1. Highlight the text you want to be the anchor, or just place your cursor where you want the anchor point to be.

2. Click the anchor button and give your anchor a name (spaces are not allowed!).

3. Link to the page URL where your anchor appears, like so:"#user_[anchorname]"

The system adds "user_" as a prefix to your anchors to make sure they don't collide with other anchors already in the page (like post permalinks). 







You know about lists: numbered and bulleted. Finally, there's a button for "indent" that allows you to create multi-level lists. Like so:

Fruits
Apples
Fuji
Pink Lady
Granny Smith

Bananas
Grapes

Vegetables
Potatoes
Carrots
Celery

The *Increase/Decrease*  *Indent*  buttons allow you to manage the levels. You can also mix & match bulleted & numbered lists however you like. 







Insert: *Image*, *Video*, *Table*, *Horizontal Rule*, *Special Character*, *Smiley*, *Quote Block*, *Attachment*, *Spoiler*

The new function here is "Insert special character." It's handy for a few things like accented characters like ñ ö é and some symbols [emoji]9830[/emoji] [emoji]169[/emoji] ½ » 

For some odd reason... it doesn't actually offer an Omega symbol  -_-







The icon with the "T" is *Paste as Plain Text*. If you've copied formatted text from somewhere and you don't want any of the formatting to come through, this button will do a complete reduction-to-text before pasting. Just paste into the dialog that pops up and click "OK."

The icon with the "W" is P*aste from Microsoft Word*  and will make a best attempt to preserve formatting intelligently when you paste from Microsoft Word.  Just paste into the dialog that pops up and click "OK."

The *Undo*  and *Redo*  arrows should be familiar already. 







These two are:

*Search for text*

and

*Find / Replace text*







Last but not least is *Maximize*, which will allow the editor to take over your entire window. This is really helpful when editing a big post as it gives you a large, resizable canvas to work on. Very cool.

▬▬▬▬▬▬▬▬▬▬

*Exercise requirements:* In the guide to the post editor, what prefix does the system add to anchor names?

*Provided material:*

▬▬▬▬▬▬▬▬▬▬

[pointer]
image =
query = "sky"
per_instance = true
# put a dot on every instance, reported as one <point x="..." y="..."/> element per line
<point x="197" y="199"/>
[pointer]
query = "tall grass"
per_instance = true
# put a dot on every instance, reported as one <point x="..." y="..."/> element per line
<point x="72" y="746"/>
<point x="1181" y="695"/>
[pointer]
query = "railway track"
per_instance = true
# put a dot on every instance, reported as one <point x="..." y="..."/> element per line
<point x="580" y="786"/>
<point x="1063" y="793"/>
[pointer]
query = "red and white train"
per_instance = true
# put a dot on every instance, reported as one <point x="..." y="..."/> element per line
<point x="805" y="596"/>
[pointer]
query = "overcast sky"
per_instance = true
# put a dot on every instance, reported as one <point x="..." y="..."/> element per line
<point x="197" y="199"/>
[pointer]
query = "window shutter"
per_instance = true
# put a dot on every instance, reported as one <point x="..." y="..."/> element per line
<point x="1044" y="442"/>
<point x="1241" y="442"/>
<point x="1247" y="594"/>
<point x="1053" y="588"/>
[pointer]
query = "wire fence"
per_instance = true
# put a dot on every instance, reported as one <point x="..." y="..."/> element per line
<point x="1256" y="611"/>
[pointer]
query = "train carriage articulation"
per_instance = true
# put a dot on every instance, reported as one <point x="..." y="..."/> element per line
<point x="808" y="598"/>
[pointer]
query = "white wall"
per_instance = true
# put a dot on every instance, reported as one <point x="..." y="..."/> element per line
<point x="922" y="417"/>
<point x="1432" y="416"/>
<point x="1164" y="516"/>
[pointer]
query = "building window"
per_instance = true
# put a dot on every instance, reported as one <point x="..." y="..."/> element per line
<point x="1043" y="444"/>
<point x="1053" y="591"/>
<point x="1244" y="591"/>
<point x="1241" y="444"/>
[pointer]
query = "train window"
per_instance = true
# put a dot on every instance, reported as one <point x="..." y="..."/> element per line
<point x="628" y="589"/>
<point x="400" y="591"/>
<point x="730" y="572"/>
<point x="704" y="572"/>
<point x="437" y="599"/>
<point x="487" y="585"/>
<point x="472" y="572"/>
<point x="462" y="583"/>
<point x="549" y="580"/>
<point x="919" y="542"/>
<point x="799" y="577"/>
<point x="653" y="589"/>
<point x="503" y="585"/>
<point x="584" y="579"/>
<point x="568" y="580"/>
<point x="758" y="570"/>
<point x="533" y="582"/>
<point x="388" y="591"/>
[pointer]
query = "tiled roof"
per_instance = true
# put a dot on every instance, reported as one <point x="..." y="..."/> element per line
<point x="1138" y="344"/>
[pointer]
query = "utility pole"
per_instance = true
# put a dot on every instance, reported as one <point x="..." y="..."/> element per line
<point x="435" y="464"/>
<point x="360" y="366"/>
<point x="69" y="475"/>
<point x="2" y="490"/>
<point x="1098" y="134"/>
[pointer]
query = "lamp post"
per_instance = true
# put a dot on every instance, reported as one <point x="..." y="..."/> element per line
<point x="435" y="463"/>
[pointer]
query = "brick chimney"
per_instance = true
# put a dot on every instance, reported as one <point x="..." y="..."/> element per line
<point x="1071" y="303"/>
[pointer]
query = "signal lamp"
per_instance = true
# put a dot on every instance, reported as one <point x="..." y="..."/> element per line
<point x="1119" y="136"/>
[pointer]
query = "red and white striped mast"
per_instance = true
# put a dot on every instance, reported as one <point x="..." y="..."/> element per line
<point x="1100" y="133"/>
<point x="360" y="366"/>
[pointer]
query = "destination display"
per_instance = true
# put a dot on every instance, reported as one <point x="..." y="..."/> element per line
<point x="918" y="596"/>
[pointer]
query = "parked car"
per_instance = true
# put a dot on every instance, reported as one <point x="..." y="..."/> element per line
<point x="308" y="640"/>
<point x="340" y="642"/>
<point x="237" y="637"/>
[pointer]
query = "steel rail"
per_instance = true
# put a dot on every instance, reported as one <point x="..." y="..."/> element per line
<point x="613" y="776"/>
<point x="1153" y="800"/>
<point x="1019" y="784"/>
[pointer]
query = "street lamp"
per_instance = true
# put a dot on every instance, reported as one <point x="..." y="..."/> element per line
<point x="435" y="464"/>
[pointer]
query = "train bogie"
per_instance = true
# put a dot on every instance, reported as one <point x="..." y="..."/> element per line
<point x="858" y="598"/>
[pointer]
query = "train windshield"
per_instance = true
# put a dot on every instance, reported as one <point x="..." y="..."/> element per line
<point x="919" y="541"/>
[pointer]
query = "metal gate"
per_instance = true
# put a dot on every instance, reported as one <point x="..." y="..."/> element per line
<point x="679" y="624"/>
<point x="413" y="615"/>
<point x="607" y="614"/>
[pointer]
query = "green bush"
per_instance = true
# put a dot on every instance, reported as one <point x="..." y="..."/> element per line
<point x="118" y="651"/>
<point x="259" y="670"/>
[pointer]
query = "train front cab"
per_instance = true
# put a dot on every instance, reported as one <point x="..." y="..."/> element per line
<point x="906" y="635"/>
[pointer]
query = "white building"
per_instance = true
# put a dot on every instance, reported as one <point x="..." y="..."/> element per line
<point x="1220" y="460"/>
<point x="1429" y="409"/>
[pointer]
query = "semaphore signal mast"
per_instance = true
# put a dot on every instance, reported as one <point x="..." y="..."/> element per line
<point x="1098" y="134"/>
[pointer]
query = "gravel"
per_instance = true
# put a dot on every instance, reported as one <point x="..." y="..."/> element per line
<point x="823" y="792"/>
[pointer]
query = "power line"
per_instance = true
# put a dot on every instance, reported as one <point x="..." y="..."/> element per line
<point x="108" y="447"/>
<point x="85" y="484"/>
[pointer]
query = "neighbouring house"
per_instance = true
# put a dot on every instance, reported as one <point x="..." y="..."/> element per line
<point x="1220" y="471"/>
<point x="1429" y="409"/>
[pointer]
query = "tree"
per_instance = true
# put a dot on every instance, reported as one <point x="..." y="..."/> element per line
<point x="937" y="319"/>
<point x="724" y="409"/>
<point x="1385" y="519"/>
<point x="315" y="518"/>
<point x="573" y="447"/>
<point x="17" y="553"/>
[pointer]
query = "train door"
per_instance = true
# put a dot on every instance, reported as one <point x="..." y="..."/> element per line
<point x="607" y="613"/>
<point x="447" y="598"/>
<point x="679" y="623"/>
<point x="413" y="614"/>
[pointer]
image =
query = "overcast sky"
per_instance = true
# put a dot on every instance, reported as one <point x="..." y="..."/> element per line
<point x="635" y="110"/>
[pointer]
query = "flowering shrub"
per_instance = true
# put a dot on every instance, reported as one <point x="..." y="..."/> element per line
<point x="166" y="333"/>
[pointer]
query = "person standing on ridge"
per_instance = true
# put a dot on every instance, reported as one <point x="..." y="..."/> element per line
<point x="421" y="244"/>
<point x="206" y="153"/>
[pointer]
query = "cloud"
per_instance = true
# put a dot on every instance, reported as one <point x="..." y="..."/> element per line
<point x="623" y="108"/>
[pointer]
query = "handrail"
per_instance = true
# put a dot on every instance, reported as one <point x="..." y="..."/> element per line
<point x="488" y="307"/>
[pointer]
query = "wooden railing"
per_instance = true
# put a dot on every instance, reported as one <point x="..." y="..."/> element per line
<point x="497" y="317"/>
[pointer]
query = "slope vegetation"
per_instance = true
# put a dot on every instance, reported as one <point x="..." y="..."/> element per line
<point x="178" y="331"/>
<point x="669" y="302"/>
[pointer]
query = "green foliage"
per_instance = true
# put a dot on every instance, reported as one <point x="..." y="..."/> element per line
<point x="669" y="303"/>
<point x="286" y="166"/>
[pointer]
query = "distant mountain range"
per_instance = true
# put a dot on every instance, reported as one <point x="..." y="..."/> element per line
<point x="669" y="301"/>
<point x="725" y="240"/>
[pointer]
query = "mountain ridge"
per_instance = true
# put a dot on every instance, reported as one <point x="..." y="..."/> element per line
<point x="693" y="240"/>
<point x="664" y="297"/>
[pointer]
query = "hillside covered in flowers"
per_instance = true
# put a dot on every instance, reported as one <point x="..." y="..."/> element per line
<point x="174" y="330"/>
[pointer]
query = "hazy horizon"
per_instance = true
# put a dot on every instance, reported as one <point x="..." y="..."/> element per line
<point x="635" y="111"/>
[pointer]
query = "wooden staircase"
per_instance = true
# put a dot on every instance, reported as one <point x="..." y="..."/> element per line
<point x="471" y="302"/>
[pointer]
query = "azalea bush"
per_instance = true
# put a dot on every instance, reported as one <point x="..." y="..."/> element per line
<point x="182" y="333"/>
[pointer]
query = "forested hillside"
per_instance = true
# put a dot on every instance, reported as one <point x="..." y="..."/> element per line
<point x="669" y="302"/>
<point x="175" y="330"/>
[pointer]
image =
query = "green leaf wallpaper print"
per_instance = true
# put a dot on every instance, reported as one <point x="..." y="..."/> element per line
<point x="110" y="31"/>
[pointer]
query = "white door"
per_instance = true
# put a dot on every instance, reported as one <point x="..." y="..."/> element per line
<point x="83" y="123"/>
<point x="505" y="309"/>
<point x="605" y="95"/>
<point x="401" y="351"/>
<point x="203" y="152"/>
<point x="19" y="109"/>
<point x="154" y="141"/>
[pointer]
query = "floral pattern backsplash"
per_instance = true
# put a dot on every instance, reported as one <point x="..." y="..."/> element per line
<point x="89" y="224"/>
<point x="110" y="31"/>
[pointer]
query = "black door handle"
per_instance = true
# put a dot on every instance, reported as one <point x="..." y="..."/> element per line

▬▬▬▬▬▬▬▬▬▬

*Complete response:* "user_"